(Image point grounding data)

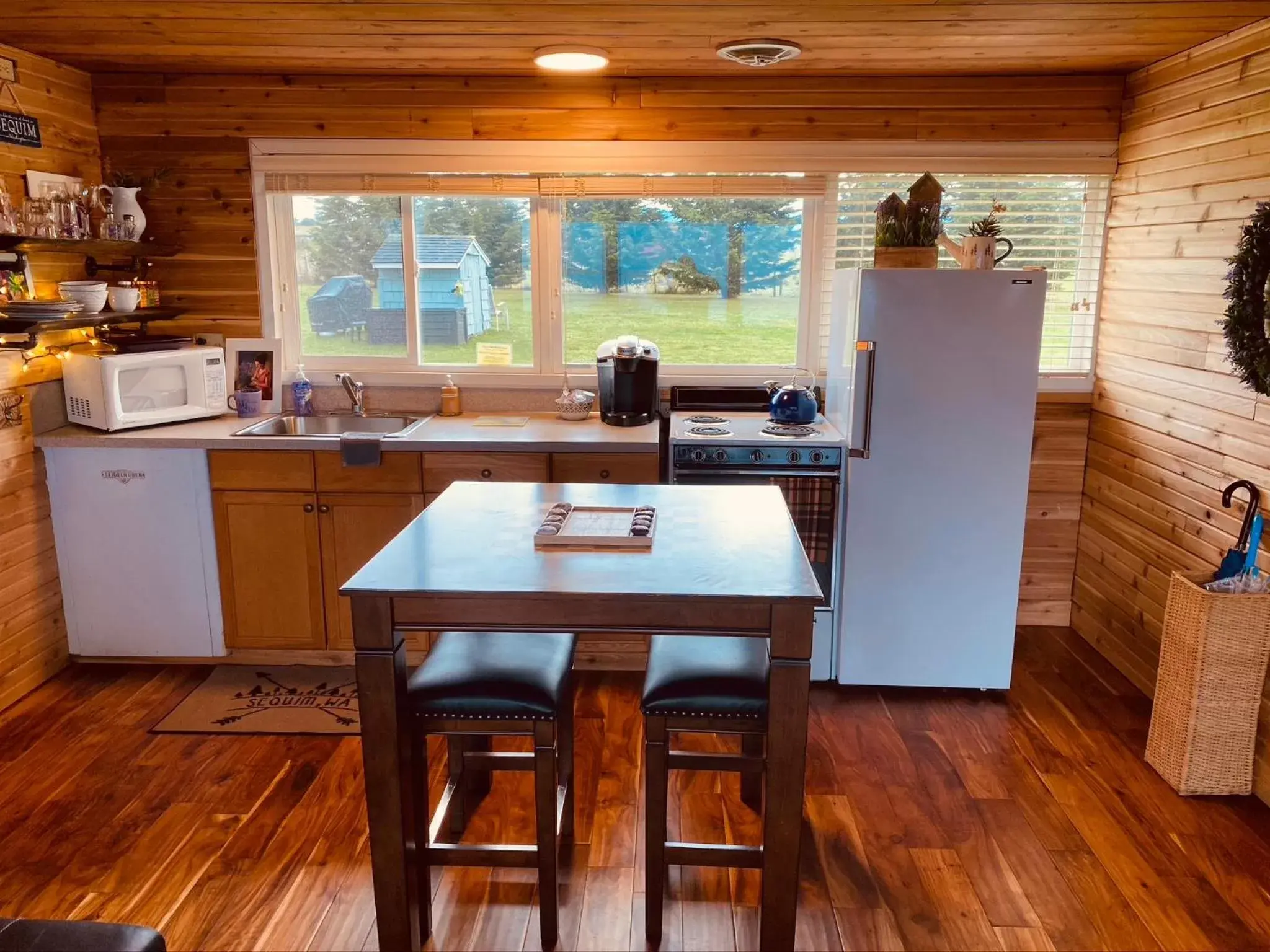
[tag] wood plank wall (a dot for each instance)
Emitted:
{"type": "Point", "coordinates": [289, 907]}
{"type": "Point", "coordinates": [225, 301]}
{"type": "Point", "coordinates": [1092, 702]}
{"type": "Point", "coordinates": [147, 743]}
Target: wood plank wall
{"type": "Point", "coordinates": [61, 98]}
{"type": "Point", "coordinates": [1171, 426]}
{"type": "Point", "coordinates": [32, 626]}
{"type": "Point", "coordinates": [198, 126]}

■ The problem ■
Because only the text is wanted, copy each record above precisely and omit its pictures.

■ Response to the exercise ■
[tag] wood plank wall (a dot for each instance)
Emitted:
{"type": "Point", "coordinates": [289, 907]}
{"type": "Point", "coordinates": [225, 301]}
{"type": "Point", "coordinates": [1092, 702]}
{"type": "Point", "coordinates": [147, 743]}
Target: wood plank wall
{"type": "Point", "coordinates": [61, 98]}
{"type": "Point", "coordinates": [1171, 426]}
{"type": "Point", "coordinates": [32, 626]}
{"type": "Point", "coordinates": [198, 126]}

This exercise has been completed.